▶ _Письменное задание a_: Перечислите все страны, которые в тексте о фундаментализме названы примерами прихода фундаменталистов к власти.

▶ _Текстовый блок_:
Есть, конечно, и примеры Ирана, Судана, Афганистана, где приход к власти фундаменталистов ознаменовал собой откат назад, приход к власти политиков, взявших курс на создание замкнутой, самообеспечивающейся экономики и обособление государства от внешнего мира. Фундаментализм способствовал здесь и укреплению диктатур. Нет никакой гарантии, что и в других мусульманских странах фундаменталисты, находящиеся в оппозиции, используют столь жестко критикуемые ими современные демократические институты лишь для легального вхождения во власть, после чего упразднят их либо придадут им чисто формальный характер: например, западная по виду конституция будет функционировать, правящий режим будет оперировать исламскими терминами и понятиями, но суть его будет репрессивной.
И все же формы реализации фундаменталистского проекта в той или иной мусульманской стране зависят от конкретной внутренней ситуации: от того, обладают ли фундаменталисты какими–либо серьезными возможностями для проникновения в политические структуры; насколько эффективно работает в государстве система подавления; много ли союзников могут найти сторонники фундаментализма в военной среде и в силах безопасности; находится ли государство в социально–экономическом кризисе и т. д. Важное значение имеет также международный политический и экономический фон, степень включенности страны в мировые процессы.

СПЕЦИФИКА ФУНДАМЕНТАЛИЗМА В РОССИИ

Все эти положения во многом касаются и России. Здесь фундаменталисты не сумели пока формализоваться в качестве влиятельных движений, партий, организаций, так, как это произошло в исламских странах Третьего мира. К тому же, если на мусульманском Востоке сторонники умеренных религиозно–фундаменталистских течений видят в исламе стержень, который позволяет сохранить исламскую цивилизацию в условиях доминирования Запада, то в России фундаментализм не сложился как самостоятельное религиозное течение: он замутнен, захвачен идеологией шовинизма и псевдокоммунизма.
По мере того как предпринимаются попытки реформировать российскую экономику, десоветизировать жизнь общества, привести ее в соответствие с международными правовыми нормами (например, касающимися защиты прав и свобод человека, прав национальных и религиозных меньшинств и т. п. ), разнообразные проявления фундаменталистской оппозиции этим процессам становятся все заметнее. Наряду с представителями других течений и направлений фундаменталистски настроенные политики и идеологи заняли определенную нишу в общественно–политической жизни России и пытаются найти ответы на вызовы, которые возникли перед постсоциалистической Россией в процессе ее вхождения в глобальный мир.

▶ _Набор данных_:
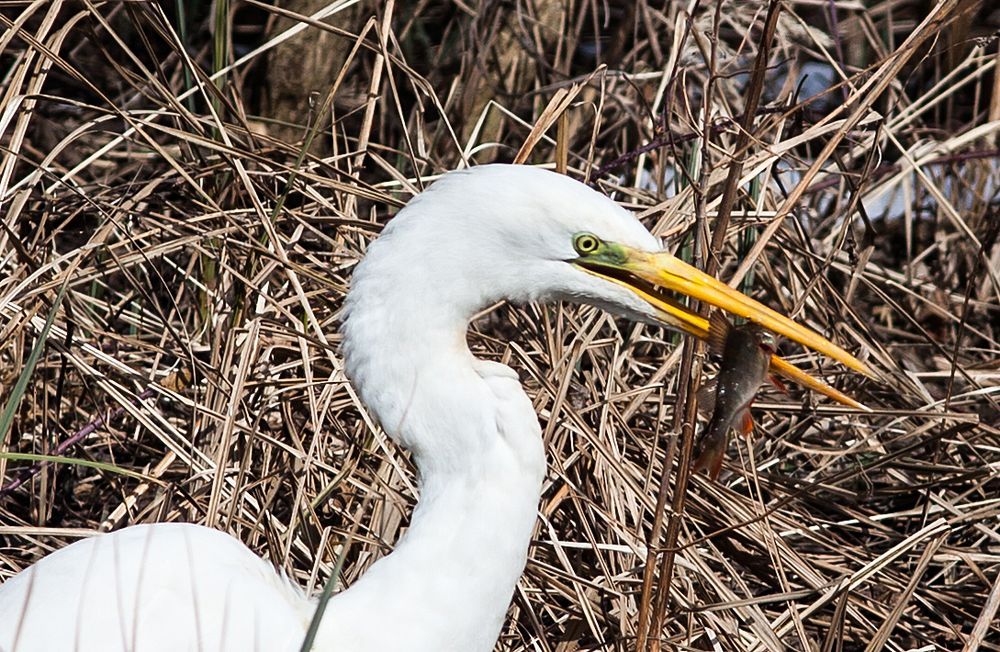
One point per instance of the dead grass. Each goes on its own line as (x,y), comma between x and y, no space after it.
(170,268)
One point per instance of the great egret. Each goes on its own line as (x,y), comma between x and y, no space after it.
(475,237)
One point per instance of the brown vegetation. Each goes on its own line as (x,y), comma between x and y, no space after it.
(173,263)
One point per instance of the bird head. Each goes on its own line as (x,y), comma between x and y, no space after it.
(525,234)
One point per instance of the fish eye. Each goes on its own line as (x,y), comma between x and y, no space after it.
(586,243)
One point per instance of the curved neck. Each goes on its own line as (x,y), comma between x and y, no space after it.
(477,446)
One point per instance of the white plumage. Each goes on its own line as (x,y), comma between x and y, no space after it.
(475,237)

▶ _Письменное задание b_: Оформите листинг в виде CSV с двумя столбцами «запрос» и «ответ», начиная со строки, содержащей "One point per instance of the great", и заканчивая концом листинга. Каждая формулировка вместе с ее ответом должна занимать одну строку, каждое значение заключите в кавычки, а переносы строк замените пробелами.

▶ _Результат a_: Иран, Судан, Афганистан.

▶ _Результат b_:
запрос,ответ
"One point per instance of the great egret. Each goes on its own line as (x,y), comma between x and y, no space after it.","(475,237)"
"One point per instance of the brown vegetation. Each goes on its own line as (x,y), comma between x and y, no space after it.","(173,263)"
"One point per instance of the bird head. Each goes on its own line as (x,y), comma between x and y, no space after it.","(525,234)"
"One point per instance of the fish eye. Each goes on its own line as (x,y), comma between x and y, no space after it.","(586,243)"
"One point per instance of the curved neck. Each goes on its own line as (x,y), comma between x and y, no space after it.","(477,446)"
"One point per instance of the white plumage. Each goes on its own line as (x,y), comma between x and y, no space after it.","(475,237)"